#### TASK DESCRIPTION:
Can you turn each line of the entries below into a JSON list of strings, one string per line, with blank lines left out?

____

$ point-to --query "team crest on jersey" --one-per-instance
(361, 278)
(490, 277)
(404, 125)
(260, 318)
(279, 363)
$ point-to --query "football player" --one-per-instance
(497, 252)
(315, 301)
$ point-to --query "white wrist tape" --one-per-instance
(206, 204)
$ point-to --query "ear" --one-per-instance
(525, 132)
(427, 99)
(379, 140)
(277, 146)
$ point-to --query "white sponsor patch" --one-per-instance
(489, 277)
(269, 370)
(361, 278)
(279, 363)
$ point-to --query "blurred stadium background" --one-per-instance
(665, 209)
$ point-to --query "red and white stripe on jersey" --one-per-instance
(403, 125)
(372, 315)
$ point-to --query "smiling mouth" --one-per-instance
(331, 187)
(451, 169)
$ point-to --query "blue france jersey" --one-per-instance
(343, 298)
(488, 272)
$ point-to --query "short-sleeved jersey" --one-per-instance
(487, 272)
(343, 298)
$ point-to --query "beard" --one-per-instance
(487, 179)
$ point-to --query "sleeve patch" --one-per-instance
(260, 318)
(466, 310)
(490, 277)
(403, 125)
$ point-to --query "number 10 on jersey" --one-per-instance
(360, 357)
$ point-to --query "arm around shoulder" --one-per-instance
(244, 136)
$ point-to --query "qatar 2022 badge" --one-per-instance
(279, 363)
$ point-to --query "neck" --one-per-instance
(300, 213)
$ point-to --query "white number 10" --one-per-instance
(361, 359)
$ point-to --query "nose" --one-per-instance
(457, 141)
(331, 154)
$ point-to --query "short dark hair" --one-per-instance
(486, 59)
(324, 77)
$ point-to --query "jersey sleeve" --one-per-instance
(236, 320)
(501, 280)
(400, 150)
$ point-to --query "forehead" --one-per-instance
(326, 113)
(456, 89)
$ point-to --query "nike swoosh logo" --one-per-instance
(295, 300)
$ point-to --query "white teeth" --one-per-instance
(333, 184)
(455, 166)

____

#### THE OUTPUT:
[
  "$ point-to --query \"team crest on jersey\" --one-per-instance",
  "(361, 278)",
  "(490, 277)",
  "(404, 125)",
  "(260, 318)",
  "(279, 363)",
  "$ point-to --query \"football player\" --one-per-instance",
  "(497, 252)",
  "(315, 301)",
  "$ point-to --query \"white wrist tape\" --one-per-instance",
  "(206, 204)",
  "$ point-to --query \"ear\" --one-per-instance",
  "(525, 132)",
  "(427, 99)",
  "(379, 140)",
  "(277, 146)",
  "$ point-to --query \"white sponsor patch\" --one-per-instance",
  "(489, 277)",
  "(269, 370)",
  "(361, 278)",
  "(279, 363)",
  "$ point-to --query \"blurred stadium background\" --one-per-instance",
  "(665, 209)",
  "$ point-to --query \"red and white stripe on jersey\" --one-per-instance",
  "(403, 125)",
  "(372, 315)",
  "$ point-to --query \"smiling mouth\" --one-per-instance",
  "(331, 187)",
  "(451, 169)",
  "$ point-to --query \"blue france jersey\" --one-per-instance",
  "(343, 298)",
  "(488, 272)",
  "$ point-to --query \"short-sleeved jersey\" --one-per-instance",
  "(487, 272)",
  "(343, 298)",
  "$ point-to --query \"beard\" --one-per-instance",
  "(487, 179)",
  "$ point-to --query \"sleeve patch\" --one-per-instance",
  "(260, 318)",
  "(466, 310)",
  "(490, 277)",
  "(403, 125)",
  "$ point-to --query \"number 10 on jersey\" --one-per-instance",
  "(360, 357)",
  "$ point-to --query \"arm around shoulder\" --one-per-instance",
  "(244, 136)",
  "$ point-to --query \"qatar 2022 badge\" --one-per-instance",
  "(279, 363)",
  "$ point-to --query \"neck\" --one-per-instance",
  "(300, 213)",
  "$ point-to --query \"white number 10\" --one-per-instance",
  "(361, 359)",
  "$ point-to --query \"nose\" --one-per-instance",
  "(457, 141)",
  "(331, 154)",
  "$ point-to --query \"short dark hair\" --one-per-instance",
  "(486, 59)",
  "(324, 77)",
  "$ point-to --query \"jersey sleeve\" --one-per-instance",
  "(236, 320)",
  "(501, 280)",
  "(400, 150)",
  "$ point-to --query \"forehead\" --one-per-instance",
  "(326, 113)",
  "(456, 89)",
  "$ point-to --query \"nike swoosh logo\" --one-per-instance",
  "(295, 300)",
  "$ point-to --query \"white teeth\" --one-per-instance",
  "(333, 184)",
  "(455, 166)"
]